* **作業内容**:
老いた親との会話の伝え方を扱った抽出テキストについて、最後の文に続く部分を書いてください。
── 抽出テキスト ──
「歳をとった親が言うことを聞いてくれない」。誰もが一度はこんな経験をしているのではないでしょうか。「親がいつまでも自分のことを若いと思っている」「病院ギライがなおらない」「お酒の量が減らない」などその悩みはさまざまです。親のことを思って言ったのにもかかわらず、いつも喧嘩になってしまうのは、実は伝え方に問題があります。そんな問題を解決すべく、『歳をとった親とうまく話せる言いかえノート』が発刊されました。本記事では書籍の一部を抜粋してお届けします。

夫婦Photo: Adobe Stock

老いた親がやせ細ってきた気がする

「体重が落ちているけど?」。以前に会ったときよりもげっそりして見える、前よりも食べる量が減ったなど、親の変化を心配するひと言です。一般的には、人の見た目を指摘するのはご法度です。

 しかし、親子の会話においては悪い言葉がけではありません。むしろ「体重の変化」を確認することは、病気の可能性をいち早く察知し、病気があった場合にも「早期発見」につなげられるベストアクションです。
───
── 提供情報 ──
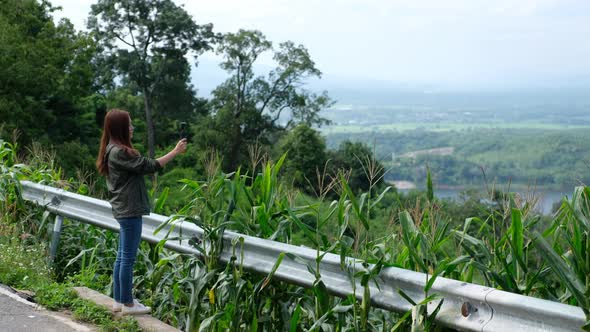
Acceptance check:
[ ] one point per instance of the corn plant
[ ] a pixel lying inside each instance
(569, 255)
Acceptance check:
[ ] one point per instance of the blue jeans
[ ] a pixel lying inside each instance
(129, 238)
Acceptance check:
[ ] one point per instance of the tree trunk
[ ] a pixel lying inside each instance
(234, 153)
(149, 122)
───
* **出力結果**:
 とりわけ高齢者がやせ細ってきた場合、重大な病気が隠されていることが少なくありません。そのため「体重の変化」については、オブラートに包まず、単刀直入に聞くようにしてください。

 曖昧な表現では、正確な現状把握がしづらくなります。こういったデリケートなことは、なかなか他人では指摘できません。血のつながった親子だからこそ指摘できることです。つまり、あなたにしかできないことです。

 大切なのは、いざというときに直言できるようなんでも言い合える関係性を日頃から少しずつ構築しておくことです。

 ただ、できるなら「体調に問題がありそうだけれど、自分ではなにか感じる?」など、本人がどう感じているかも確認してください。より親の変化を詳しく把握できるでしょう。